_Texto de referência:_

Passados cinco anos do desastre, 29.039 habitantes ainda dependem do abastecimento de água por caminhão-pipa. A medida é tomada devido a insegurança no consumo da água. Dessa forma, torna-se uma situação agravante durante a pandemia do coronavírus.
Até agosto deste ano, 153 de 374, o equivalente a 41% das ações de melhoria dos sistemas de abastecimento de água foram concluídas. Entretanto, o prazo estabelecido no TTAC, de acordo com o órgão, era 2018.
“Isso é um acontecimento que está no dia a dia delas [pessoas atingidas], e que afeta o direito mais básico, que é o acesso à água e o acesso à própria saúde. Quando você não tem certeza de que a água que faz a comida dos seus filhos pode ser consumida, você não tem tranquilidade e aí você tem mais um dos agravamentos da saúde mental”, diz a Defensora Pública Estadual em Minas Gerais Carolina Morishita.
Também de acordo com o MPF, apenas 10.885, o equivalente a 34%, das 31.755 famílias cadastradas, receberam algum tipo de indenização até agosto de 2020.
O Promotor de Justiça em Minas Gerais André Sperling comparou a situação com Brumadinho. Na cidade mineira,em 2019, uma barragem da Vale também se rompeu , deixando 259 mortos. Lá, segundo Sperling, mais de 100 mil pessoas recebem algum auxílio.

_Amostra de dados:_
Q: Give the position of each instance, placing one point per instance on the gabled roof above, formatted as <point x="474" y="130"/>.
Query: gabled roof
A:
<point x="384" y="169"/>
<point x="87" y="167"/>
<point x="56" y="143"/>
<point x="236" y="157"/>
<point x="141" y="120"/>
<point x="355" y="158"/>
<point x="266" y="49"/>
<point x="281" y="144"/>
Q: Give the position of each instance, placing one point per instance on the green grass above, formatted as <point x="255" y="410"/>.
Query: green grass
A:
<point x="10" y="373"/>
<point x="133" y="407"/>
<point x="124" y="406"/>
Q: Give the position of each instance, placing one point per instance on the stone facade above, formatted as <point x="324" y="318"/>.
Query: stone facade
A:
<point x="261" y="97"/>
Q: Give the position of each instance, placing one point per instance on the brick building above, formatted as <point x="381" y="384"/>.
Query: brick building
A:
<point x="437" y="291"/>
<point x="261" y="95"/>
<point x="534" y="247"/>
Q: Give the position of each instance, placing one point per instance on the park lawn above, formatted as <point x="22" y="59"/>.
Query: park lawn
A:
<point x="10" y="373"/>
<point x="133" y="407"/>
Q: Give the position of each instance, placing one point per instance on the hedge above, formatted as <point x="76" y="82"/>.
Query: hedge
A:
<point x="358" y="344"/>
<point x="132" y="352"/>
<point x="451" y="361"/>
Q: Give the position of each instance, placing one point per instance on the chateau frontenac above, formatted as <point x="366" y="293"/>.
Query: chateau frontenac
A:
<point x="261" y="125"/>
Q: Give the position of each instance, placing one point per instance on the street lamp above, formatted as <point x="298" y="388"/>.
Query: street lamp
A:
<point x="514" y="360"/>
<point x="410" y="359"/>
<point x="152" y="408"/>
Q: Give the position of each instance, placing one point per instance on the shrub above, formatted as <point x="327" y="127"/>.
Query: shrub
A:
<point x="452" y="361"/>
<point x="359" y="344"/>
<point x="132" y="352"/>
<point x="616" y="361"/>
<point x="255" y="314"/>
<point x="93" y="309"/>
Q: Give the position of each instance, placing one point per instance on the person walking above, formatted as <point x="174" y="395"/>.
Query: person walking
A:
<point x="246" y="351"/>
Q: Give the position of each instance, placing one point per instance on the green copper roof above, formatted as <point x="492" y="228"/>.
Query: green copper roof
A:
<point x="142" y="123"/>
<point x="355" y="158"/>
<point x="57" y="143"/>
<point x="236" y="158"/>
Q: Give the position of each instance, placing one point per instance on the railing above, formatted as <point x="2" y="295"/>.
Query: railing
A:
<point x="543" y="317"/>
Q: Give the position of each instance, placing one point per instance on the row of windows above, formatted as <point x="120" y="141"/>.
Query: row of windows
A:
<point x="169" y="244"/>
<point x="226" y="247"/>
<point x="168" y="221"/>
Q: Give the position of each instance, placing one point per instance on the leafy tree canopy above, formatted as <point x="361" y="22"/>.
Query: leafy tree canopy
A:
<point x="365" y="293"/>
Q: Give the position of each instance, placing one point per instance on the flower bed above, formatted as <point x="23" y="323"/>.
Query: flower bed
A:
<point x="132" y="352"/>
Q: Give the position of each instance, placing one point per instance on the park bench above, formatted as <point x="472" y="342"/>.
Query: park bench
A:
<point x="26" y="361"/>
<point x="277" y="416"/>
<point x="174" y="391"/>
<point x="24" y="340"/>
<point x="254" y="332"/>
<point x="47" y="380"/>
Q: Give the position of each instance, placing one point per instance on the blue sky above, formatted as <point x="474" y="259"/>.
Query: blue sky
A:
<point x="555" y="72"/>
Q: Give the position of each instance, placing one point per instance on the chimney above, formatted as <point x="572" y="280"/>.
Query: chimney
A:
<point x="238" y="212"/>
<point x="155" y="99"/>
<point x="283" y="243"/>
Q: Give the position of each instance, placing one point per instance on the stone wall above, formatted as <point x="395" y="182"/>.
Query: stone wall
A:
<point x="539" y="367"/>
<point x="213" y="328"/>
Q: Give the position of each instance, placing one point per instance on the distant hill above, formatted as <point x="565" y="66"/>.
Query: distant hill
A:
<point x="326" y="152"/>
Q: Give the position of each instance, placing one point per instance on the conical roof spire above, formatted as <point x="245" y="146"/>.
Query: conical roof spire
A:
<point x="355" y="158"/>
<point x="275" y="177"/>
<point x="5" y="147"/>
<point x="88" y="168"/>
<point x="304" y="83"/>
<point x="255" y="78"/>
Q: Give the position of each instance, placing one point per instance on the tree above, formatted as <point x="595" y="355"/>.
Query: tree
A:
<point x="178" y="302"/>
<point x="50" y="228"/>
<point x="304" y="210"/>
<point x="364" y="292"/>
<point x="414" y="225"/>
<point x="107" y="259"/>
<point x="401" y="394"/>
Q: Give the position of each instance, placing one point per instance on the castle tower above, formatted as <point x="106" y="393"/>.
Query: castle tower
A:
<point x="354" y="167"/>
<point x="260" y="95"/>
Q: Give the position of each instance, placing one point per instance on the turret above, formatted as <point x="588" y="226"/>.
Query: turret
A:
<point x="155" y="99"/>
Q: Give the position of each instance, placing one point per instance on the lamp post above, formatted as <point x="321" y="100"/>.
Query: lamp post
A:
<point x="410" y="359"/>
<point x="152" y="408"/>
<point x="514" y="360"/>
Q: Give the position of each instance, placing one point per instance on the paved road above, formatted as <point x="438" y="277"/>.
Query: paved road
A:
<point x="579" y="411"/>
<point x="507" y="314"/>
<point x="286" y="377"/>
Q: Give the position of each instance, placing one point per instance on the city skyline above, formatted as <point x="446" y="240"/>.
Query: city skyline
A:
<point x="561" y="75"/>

_Aplique a leitura:_
(1) Segundo o trecho sobre o abastecimento de água, quantos habitantes ainda dependem de caminhão-pipa cinco anos após o desastre?
(2) Prossiga o trecho sobre o abastecimento de água a partir de seu último parágrafo, mantendo o mesmo registro jornalístico.
As linhas constituem material à parte, sem relação com o trecho sobre o abastecimento de água.

_Respostas às tarefas:_
(1) 29.039 habitantes.

(2)
“Isso nunca chegou perto de acontecer na Bacia do Rio Doce. Nunca houve a oportunidade efetivamente dos atingidos estarem um pouco mais garantidos para esse processo de negociação. O que existe é que os atingidos estão desamparados”, disse.
Lucro da Vale
Nesta semana, a mineradora Vale anunciou um lucro líquido de US$ 1,654 bilhão no terceiro trimestre de 2019 , após um prejuízo de US$ 133 milhões no trimestre anterior.
“Isso me fez refletir que talvez nós precisemos, como sociedade brasileira e como uma comunidade mundial, refletir sobre como as pessoas podem estar hoje alegres às custas do sofrimento e do desespero dessas pessoas atingidas. Esse para mim é um terceiro desastre”, diz Silmara.
Na semana passada, a Fundação Renova também fez uma coletiva virtual para a imprensa para analisar os cinco anos da tragédia de Mariana.
De acordo com o diretor-presidente da Fundação, André de Freitas, a pandemia atrasou as obras de reparação.
A Fundação diz ainda que, nos quatro anos de trabalho, foram pagos cerca de R$ 2,6 bilhões em indenizações e auxílios financeiros. Isso tudo, de acordo com a empresa, foi para as vítimas que conseguiram comprovar que sofreram danos.
De acordo com Freitas, existe a barreira para atender os atingidos que não conseguem fazer a comprovação. Isso ocorre uma vez que o Código Civil brasileiro diz que a indenização não pode ser feita sem o dano comprovado.
A Renova diz ainda que realiza ações para tratar da água e do esgoto da região, além de outras medidas.